__EXERCISE DESCRIPTION__
What lines in the material hold the string "block"? Return every one of them.

.....

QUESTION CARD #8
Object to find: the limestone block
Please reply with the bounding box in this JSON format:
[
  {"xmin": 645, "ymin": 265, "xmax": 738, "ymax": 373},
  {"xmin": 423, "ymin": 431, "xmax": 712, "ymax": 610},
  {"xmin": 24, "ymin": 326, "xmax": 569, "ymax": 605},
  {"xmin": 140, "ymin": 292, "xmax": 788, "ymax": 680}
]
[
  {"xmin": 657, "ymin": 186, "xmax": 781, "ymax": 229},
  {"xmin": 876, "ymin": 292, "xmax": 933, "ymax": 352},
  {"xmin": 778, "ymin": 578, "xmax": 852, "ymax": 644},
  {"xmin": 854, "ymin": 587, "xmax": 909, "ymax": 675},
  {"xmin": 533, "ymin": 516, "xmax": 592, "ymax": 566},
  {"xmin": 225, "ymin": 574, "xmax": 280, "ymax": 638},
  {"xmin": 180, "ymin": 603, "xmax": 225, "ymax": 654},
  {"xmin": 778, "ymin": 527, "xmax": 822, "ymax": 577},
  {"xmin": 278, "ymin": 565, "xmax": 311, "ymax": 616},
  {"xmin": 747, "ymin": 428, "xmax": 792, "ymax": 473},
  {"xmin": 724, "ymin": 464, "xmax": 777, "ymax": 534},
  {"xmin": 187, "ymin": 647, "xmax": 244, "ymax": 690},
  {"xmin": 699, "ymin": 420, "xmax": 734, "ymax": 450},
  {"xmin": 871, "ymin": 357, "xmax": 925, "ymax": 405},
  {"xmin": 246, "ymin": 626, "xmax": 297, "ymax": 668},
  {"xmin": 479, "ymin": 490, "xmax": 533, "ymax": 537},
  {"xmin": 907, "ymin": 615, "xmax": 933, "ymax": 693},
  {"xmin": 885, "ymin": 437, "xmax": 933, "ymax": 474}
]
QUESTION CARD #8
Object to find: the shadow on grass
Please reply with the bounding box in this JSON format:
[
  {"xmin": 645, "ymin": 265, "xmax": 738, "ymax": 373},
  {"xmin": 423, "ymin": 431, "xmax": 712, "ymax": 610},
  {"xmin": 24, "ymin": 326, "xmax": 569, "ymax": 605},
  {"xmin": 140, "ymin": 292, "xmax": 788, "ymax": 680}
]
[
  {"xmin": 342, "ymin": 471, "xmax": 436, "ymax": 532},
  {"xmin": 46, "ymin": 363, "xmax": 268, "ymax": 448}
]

.....

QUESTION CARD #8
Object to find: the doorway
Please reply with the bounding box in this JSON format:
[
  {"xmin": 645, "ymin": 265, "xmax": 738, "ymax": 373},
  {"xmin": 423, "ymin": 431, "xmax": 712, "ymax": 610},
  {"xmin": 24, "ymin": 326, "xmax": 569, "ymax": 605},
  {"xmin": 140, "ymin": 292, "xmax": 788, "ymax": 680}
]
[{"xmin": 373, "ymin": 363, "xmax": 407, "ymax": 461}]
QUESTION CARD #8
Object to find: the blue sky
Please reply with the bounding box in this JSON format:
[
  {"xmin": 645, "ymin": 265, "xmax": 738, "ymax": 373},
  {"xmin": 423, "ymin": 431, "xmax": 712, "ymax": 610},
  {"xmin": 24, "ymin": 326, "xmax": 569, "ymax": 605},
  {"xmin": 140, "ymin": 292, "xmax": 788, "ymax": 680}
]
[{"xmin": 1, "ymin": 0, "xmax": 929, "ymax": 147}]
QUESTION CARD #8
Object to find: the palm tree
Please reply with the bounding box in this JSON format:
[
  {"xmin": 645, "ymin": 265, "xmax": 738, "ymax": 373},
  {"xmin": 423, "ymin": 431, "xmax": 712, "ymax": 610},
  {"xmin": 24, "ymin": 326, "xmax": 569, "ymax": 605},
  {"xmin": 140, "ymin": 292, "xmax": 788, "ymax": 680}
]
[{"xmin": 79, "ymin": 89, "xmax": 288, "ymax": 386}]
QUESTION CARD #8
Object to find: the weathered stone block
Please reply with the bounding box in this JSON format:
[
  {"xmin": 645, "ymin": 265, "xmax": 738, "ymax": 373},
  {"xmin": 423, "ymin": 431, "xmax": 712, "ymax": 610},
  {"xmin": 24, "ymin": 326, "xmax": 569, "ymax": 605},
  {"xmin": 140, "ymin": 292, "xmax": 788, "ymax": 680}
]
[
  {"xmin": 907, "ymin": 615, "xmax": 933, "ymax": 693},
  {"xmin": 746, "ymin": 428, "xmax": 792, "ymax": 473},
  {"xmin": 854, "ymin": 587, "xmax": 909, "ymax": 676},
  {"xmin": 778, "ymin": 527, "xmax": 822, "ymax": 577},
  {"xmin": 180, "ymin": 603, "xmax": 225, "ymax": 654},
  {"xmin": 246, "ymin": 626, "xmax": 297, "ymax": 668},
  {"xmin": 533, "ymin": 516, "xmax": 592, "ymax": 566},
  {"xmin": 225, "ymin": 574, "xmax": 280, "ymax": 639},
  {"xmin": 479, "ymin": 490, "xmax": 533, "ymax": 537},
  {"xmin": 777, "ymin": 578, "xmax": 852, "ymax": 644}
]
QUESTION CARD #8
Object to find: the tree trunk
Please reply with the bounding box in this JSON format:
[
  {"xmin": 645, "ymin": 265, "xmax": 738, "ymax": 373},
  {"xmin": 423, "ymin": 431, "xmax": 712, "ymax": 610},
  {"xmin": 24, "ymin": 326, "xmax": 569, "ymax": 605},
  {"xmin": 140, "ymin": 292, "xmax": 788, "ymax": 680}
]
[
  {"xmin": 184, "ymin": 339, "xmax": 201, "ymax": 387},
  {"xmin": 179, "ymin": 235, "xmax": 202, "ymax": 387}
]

.....

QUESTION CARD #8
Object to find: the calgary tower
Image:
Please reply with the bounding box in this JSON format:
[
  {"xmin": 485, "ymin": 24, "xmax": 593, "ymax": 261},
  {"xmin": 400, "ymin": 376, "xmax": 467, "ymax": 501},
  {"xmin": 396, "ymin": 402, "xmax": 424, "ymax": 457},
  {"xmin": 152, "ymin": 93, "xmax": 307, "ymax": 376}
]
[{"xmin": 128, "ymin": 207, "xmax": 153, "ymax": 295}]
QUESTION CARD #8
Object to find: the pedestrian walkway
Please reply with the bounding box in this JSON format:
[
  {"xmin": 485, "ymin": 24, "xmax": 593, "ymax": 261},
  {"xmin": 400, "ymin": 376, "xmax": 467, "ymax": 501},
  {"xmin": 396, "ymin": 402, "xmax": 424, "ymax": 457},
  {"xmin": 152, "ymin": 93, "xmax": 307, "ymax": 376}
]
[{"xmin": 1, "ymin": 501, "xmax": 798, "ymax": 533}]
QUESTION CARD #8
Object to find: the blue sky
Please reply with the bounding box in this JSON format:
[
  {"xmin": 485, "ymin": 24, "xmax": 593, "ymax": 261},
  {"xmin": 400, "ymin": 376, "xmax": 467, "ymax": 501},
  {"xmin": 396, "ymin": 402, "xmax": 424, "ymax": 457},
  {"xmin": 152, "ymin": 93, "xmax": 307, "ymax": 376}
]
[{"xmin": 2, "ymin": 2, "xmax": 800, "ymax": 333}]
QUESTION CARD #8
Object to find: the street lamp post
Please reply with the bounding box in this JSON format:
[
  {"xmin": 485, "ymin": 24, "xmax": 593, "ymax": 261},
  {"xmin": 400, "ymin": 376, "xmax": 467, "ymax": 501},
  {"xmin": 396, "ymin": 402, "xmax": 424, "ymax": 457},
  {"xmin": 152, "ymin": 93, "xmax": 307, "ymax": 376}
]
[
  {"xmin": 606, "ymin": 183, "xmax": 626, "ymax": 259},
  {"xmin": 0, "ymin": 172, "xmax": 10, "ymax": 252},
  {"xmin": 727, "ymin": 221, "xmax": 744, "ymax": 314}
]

.....

__RESULT__
Object to find: the limestone block
Object to find: the weathered stone block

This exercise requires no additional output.